>> Start Records provided

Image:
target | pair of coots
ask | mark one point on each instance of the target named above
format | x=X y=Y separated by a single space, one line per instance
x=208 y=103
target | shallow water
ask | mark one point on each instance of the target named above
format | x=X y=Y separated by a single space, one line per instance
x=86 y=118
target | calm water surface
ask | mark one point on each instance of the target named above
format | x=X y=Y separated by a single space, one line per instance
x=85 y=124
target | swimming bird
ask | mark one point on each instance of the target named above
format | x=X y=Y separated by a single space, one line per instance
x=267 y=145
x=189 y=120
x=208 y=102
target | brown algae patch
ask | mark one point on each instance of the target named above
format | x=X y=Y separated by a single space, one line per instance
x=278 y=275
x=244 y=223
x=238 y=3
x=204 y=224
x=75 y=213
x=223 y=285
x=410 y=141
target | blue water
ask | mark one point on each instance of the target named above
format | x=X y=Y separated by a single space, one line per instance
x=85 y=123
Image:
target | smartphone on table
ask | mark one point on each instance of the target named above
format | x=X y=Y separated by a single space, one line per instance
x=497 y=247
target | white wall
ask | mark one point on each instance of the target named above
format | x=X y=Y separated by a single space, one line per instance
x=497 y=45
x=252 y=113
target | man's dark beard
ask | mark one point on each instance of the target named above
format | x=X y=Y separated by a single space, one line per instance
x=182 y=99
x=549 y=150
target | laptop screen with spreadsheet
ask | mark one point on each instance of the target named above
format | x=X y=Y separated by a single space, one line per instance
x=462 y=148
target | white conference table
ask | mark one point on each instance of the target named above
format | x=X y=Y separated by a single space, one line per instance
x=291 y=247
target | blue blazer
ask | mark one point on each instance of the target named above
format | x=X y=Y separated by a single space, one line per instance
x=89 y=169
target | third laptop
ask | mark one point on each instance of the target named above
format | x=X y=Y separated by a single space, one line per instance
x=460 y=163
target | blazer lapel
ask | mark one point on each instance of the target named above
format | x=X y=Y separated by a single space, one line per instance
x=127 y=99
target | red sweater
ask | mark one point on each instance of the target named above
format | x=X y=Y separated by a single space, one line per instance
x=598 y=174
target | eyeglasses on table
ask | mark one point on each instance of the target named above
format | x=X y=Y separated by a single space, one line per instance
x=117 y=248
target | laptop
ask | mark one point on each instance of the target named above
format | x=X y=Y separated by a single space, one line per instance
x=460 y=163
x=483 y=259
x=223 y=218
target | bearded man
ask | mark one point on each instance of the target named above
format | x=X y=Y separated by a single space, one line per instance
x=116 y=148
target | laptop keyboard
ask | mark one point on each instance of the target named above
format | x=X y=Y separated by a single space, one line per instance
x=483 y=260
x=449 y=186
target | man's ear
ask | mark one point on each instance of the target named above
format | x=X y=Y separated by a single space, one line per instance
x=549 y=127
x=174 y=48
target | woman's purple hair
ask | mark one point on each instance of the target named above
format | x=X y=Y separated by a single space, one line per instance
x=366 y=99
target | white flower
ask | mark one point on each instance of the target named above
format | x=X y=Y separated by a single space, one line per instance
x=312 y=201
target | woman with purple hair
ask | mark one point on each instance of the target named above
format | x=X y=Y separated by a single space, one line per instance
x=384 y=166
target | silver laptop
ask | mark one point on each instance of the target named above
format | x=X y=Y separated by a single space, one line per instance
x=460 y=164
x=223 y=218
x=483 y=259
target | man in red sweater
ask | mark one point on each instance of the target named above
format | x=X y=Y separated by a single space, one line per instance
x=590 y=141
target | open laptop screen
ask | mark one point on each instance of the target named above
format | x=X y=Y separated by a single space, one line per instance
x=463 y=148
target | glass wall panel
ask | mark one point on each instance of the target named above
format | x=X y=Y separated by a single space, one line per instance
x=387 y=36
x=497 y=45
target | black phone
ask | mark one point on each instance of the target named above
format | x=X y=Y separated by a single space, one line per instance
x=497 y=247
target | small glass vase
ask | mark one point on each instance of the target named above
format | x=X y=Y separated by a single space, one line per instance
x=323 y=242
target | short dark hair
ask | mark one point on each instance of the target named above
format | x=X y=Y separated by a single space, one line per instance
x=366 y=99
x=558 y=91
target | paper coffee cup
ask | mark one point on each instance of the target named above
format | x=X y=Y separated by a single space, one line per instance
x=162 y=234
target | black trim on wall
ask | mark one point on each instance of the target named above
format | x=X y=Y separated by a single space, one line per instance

>> End Records provided

=== Problem statement ===
Repeat back the data above, exact to the last character.

=== Reply to the exercise ===
Image:
target | pair of coots
ask | mark one point on each instance of the target named above
format | x=X y=Y separated by a single space, one line per instance
x=208 y=103
target | shallow water
ask | mark one point on each instance of the target named above
format | x=X y=Y separated by a single space, one line per instance
x=86 y=118
target | calm water surface
ask | mark one point on each instance of the target named above
format | x=X y=Y separated by a single space, one line per instance
x=85 y=124
target | swimming bird
ask | mark one point on each instance of the target named above
format | x=X y=Y separated by a single space, one line per instance
x=267 y=145
x=189 y=120
x=208 y=102
target | brown algae patch
ask | mark one point on each instance of the target named above
format | x=X y=Y separated by a single space, one line per instance
x=278 y=275
x=244 y=223
x=238 y=3
x=204 y=224
x=75 y=213
x=223 y=285
x=410 y=141
target | blue water
ask | mark one point on each instance of the target named above
format | x=X y=Y separated by a single space, one line per instance
x=85 y=123
Image:
target | smartphone on table
ask | mark one point on each instance of the target named above
format | x=X y=Y separated by a single space, one line per instance
x=497 y=247
target | white wall
ask | mark one point on each instance of the target named above
format | x=X y=Y separated by a single space, one line per instance
x=497 y=45
x=252 y=113
target | man's dark beard
ask | mark one point on each instance of the target named above
format | x=X y=Y separated by a single space, one line per instance
x=182 y=99
x=549 y=150
target | laptop screen with spreadsheet
ask | mark one point on each instance of the target named above
format | x=X y=Y separated by a single space, one line per instance
x=462 y=148
target | white conference table
ask | mark one point on each instance of the target named above
format | x=X y=Y separated by a single space, one line per instance
x=291 y=247
target | blue blazer
ask | mark one point on each instance of the target named above
format | x=X y=Y separated by a single space, one line per instance
x=89 y=169
target | third laptop
ask | mark one point on each instance of the target named above
format | x=X y=Y separated by a single space, one line per instance
x=460 y=163
target | blazer lapel
ask | mark one point on each instance of the target named above
format | x=X y=Y separated by a single space, one line per instance
x=127 y=99
target | red sweater
ask | mark one point on each instance of the target named above
format | x=X y=Y separated by a single space, one line per instance
x=598 y=174
target | eyeglasses on table
ask | mark one point on each instance of the target named above
format | x=X y=Y separated by a single space, one line per instance
x=117 y=248
target | laptop
ask | mark one point on each instance of the target named above
format | x=X y=Y separated by a single space, one line per instance
x=460 y=163
x=483 y=259
x=223 y=218
target | bearded man
ask | mark one point on each instance of the target named above
format | x=X y=Y separated by a single space, one line per instance
x=116 y=148
target | laptop keyboard
ask | mark one point on each instance of the target named above
format | x=X y=Y separated by a single space, one line per instance
x=483 y=260
x=449 y=186
target | man's ear
ask | mark one point on each instance of the target named above
format | x=X y=Y separated by a single space, one line per instance
x=549 y=127
x=174 y=48
target | woman's purple hair
ask | mark one point on each instance of the target named above
format | x=X y=Y separated by a single space, one line per instance
x=366 y=99
target | white flower
ask | mark one point on each instance of the target named above
format | x=X y=Y separated by a single space, one line per instance
x=312 y=201
target | woman with purple hair
ask | mark one point on each instance of the target named above
format | x=X y=Y separated by a single space, one line per instance
x=384 y=166
target | silver laptop
ask | mark one point on each instance of the target named above
format | x=X y=Y separated by a single space, one line per instance
x=460 y=164
x=223 y=218
x=483 y=259
target | man in red sweater
ask | mark one point on each instance of the target named above
format | x=X y=Y separated by a single space, one line per instance
x=590 y=141
target | open laptop screen
ask | mark one point on each instance of the target named above
format | x=X y=Y separated by a single space, one line per instance
x=463 y=148
target | glass wall panel
ask | mark one point on each instance of the target named above
format | x=X y=Y separated by a single space, one line per instance
x=387 y=36
x=497 y=45
target | black phone
ask | mark one point on each instance of the target named above
format | x=X y=Y separated by a single space, one line per instance
x=497 y=247
target | small glass vase
ask | mark one point on each instance of the target named above
format | x=X y=Y separated by a single space, one line per instance
x=323 y=242
target | short dark hair
ask | mark one point on each instance of the target named above
format | x=X y=Y separated by a single space, one line per instance
x=366 y=99
x=558 y=91
target | paper coffee cup
ask | mark one point on each instance of the target named above
format | x=X y=Y separated by a single space, one line per instance
x=162 y=234
target | black trim on wall
ask | mark one point on each instance of the target named above
format | x=X y=Y separated by a single space, one line per instance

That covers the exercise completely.